EXTRAIT DE PAGE:
Ce dimanche soir, le bloc UMP-UDI devrait arriver premier en termes de candidats élus et de départements gagnés. Soucieux de paraître sous leur meilleur jour, les autres mouvements pourront toutefois avancer d’autres critères pour éviter d’être rangés parmi les perdants du scrutin. Le point, parti par parti.
Le PS a «gagné» si…
Il sauve plus de vingt-cinq départements
«Dire qu'on a gagné vingt départements, ça voudra quand même dire qu'on en a perdu quarante.» Comme le glisse un député socialiste, les ténors de la majorité ont tout fait dans l'entre-deux tours de ces élections départementales pour préparer les esprits à une lecture la plus rose possible des résultats de ce dimanche soir alors que la France des départements sera à nouveau bleue avec —peut-être— quelques taches noires. Mardi, en bureau national, les hauts dirigeants du PS se sont entendus pour dramatiser, faire croire que leur parti n'allait sauver que 20 départements sur les 61 qu'ils possèdent depuis 2011. Histoire de claironner ensuite que, malgré la défaite, la gauche a «sauvé» une poignée d'assemblées départementales.

ENTRÉES DE LA LISTE:
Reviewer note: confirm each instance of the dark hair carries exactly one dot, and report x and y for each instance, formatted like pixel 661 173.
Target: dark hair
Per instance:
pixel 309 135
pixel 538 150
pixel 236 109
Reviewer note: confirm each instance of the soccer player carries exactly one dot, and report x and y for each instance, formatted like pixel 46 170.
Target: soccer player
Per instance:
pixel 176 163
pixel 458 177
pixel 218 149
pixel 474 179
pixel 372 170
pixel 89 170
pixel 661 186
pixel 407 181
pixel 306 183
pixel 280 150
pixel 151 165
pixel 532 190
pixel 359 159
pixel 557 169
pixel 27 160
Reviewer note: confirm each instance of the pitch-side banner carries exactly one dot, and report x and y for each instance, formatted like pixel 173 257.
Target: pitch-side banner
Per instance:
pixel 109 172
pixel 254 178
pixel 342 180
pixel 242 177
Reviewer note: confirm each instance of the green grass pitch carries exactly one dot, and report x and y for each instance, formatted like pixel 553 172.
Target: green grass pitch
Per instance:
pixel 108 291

OBJECTIF 1:
Réécrivez de façon plus concise le paragraphe de l'article sur les élections départementales qui commence par «Dire qu'on a gagné vingt départements», sans perdre ses faits essentiels.
OBJECTIF 2:
Recopiez à l'identique le passage de l'article sur les élections départementales qui commence à « Ce dimanche soir, le » et s'achève à « parti par parti. ».
OBJECTIF 3:
Rédigez la suite de l'article sur les élections départementales à partir de sa dernière phrase.

RÉPONSE RÉDIGÉE 1:
Un député socialiste le résume ainsi : dire que le parti a gagné vingt départements, c'est reconnaître qu'il en a perdu quarante. Entre les deux tours des départementales, les dirigeants de la majorité ont préparé les esprits à une lecture la plus favorable possible des résultats du dimanche soir. La France des départements doit pourtant redevenir bleue, peut-être avec quelques taches noires. Mardi, en bureau national, les hauts dirigeants du PS ont convenu de dramatiser la situation. Ils ont laissé croire que le parti ne sauverait que 20 des 61 départements qu'il détient depuis 2011. Ils pourraient ainsi proclamer ensuite que, malgré la défaite, la gauche a «sauvé» une poignée d'assemblées départementales.

RÉPONSE RÉDIGÉE 2:
Ce dimanche soir, le bloc UMP-UDI devrait arriver premier en termes de candidats élus et de départements gagnés. Soucieux de paraître sous leur meilleur jour, les autres mouvements pourront toutefois avancer d’autres critères pour éviter d’être rangés parmi les perdants du scrutin. Le point, parti par parti.

RÉPONSE RÉDIGÉE 3:
Sauf que ne garder que 20 départements et plus, ce serait tomber en dessous du plus bas historique pour un tel scrutin dans l'histoire des socialistes : 21 conseils généraux en 1992, un an avant les législatives les plus catastrophiques de l'histoire de la gauche au pouvoir. Vingt départements conservés, «c'est ce qu'on nous a dit qu'il fallait dire, confesse un député. Mais avec des reports convenables, on peut monter à 27». D'autant plus que si les départements franciliens de la Seine-Saint-Denis et du Val-de-Marne sont finalement sauvés, le refrain de «l'union de la gauche qui fait gagner» pourra être entonné malgré la disparition de centaines de candidats de gauche dès le premier tour pour cause de profondes divisions… Une ministre prévient que ça va se jouer au canton près, notamment sur les reports de voix à gauche et leur capacité à aller piocher dans les abstentionnistes : «C'est sur la tranche de la pièce, ça tombe d'un côté ou de l'autre.»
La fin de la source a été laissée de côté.